TASK INSTRUCTIONS - Set down exactly the stretch of lines below that opens at the line containing "Return a point for each instance of the woman in" and continues through the last line of the entries, and nothing else.

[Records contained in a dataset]
▬▬▬

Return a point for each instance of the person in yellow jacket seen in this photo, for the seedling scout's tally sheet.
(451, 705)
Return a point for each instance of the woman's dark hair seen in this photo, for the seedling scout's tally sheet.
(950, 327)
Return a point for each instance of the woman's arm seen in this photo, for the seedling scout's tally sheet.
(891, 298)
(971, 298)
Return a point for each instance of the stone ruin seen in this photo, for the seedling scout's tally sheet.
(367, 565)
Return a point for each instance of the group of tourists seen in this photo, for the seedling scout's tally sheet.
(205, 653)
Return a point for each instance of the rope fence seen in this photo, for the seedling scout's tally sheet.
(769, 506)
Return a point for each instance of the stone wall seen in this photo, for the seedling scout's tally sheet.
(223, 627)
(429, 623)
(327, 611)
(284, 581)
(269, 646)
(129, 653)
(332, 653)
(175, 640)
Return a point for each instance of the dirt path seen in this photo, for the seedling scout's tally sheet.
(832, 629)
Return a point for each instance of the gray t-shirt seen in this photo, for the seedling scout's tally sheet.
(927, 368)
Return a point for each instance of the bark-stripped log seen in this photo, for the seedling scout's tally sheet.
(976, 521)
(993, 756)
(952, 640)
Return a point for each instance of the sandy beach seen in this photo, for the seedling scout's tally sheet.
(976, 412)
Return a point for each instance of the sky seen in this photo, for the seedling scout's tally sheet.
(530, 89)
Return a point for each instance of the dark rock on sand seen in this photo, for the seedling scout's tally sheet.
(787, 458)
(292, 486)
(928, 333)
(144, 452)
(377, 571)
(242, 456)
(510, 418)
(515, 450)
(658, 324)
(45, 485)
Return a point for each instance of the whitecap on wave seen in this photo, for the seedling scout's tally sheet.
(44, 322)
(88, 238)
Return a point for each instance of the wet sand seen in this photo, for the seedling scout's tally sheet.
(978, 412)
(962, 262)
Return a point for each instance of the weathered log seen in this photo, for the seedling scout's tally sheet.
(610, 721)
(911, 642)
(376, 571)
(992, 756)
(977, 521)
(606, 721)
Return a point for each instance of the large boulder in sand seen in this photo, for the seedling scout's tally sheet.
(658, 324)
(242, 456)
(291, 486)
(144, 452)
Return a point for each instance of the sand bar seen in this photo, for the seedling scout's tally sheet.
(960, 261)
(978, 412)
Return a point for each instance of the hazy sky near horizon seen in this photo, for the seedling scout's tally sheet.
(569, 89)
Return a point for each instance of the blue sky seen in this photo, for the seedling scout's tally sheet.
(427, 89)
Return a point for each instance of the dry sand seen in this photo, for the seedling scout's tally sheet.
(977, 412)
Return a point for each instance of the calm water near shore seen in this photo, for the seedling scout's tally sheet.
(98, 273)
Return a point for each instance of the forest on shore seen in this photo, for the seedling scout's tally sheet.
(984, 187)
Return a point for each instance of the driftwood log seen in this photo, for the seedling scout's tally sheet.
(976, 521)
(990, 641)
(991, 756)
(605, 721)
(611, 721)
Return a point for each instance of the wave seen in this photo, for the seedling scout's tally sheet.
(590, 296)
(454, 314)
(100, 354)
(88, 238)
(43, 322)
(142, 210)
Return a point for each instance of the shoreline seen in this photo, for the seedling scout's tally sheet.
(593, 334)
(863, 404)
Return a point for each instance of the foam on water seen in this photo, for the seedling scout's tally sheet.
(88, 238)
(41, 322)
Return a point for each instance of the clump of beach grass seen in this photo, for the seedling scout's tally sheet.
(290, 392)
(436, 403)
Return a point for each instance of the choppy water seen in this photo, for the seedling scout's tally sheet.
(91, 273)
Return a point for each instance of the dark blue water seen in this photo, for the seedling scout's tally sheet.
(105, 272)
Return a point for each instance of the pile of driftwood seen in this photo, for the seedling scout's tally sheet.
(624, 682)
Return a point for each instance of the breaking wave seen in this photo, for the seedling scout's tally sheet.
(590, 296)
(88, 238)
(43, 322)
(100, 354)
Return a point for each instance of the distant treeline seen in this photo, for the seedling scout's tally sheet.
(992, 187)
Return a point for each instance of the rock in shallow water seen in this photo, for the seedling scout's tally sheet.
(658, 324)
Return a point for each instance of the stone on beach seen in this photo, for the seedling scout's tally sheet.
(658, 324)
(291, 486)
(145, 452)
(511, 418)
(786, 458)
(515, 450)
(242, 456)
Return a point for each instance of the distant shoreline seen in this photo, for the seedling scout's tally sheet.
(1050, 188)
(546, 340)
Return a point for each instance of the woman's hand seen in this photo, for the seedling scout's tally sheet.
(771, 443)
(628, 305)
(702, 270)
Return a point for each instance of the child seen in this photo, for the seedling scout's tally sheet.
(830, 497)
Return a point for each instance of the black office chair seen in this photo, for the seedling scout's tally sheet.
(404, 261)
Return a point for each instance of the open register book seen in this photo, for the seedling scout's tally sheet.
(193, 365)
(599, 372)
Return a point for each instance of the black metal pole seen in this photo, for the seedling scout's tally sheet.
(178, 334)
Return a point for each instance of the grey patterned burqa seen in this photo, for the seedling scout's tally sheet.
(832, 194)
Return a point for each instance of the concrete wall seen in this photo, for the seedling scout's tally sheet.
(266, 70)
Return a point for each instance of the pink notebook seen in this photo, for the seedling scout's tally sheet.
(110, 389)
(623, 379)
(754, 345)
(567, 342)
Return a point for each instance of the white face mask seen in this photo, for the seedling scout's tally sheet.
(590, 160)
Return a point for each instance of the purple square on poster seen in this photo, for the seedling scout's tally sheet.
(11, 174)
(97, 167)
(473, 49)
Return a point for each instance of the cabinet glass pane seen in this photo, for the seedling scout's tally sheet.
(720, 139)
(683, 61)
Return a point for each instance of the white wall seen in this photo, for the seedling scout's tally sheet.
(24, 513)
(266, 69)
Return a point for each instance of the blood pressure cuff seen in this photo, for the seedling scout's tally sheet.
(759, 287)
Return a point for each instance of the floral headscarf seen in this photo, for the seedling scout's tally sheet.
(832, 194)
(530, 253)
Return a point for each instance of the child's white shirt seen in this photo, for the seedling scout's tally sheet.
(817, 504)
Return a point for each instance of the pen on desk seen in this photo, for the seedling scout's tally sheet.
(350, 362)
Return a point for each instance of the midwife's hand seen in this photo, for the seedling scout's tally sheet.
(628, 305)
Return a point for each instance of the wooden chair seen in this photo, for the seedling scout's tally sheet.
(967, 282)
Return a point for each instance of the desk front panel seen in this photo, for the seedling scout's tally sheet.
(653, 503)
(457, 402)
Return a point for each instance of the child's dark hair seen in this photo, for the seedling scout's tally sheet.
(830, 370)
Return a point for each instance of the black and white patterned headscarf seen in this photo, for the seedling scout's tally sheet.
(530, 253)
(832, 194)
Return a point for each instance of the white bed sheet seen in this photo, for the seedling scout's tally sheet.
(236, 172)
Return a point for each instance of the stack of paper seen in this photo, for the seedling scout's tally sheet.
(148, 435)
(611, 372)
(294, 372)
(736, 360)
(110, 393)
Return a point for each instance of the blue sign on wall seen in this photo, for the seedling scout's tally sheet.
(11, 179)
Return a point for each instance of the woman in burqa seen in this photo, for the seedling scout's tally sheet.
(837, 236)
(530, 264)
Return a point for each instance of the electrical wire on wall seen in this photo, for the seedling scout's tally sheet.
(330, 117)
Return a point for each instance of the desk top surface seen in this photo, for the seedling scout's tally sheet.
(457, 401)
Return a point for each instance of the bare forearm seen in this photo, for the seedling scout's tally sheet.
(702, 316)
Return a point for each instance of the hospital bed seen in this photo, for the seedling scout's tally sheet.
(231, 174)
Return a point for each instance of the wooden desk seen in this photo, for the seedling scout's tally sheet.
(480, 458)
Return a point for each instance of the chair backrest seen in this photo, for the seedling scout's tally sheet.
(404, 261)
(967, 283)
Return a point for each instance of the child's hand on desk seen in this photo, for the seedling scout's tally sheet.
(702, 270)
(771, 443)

▬▬▬

TASK OUTPUT -
Return a point for each instance of the woman in burqa seen in this photo, for the seedling scout's tally sheet.
(837, 236)
(530, 264)
Return a point for each instance of the electrical wire on wall seen in this photo, for the seedling scout's tally sheet.
(330, 117)
Return a point for each instance of the desk top surface seen in this photo, for the seedling scout's tally sheet.
(457, 401)
Return a point for each instance of the bare forearm seen in this photo, for the seedling scout's tally sheet.
(702, 316)
Return a point for each instance of the hospital bed seen in this photo, for the seedling scout's tally sheet.
(231, 174)
Return a point for each instance of the wooden desk seen in this photo, for the seedling scout's tally sheet.
(480, 458)
Return a point for each instance of the chair backrest seen in this photo, for the seedling scout's tally sheet.
(404, 261)
(967, 283)
Return a point for each instance of the child's hand on desk seen in this photo, for the seedling scout's tally sheet.
(702, 270)
(771, 443)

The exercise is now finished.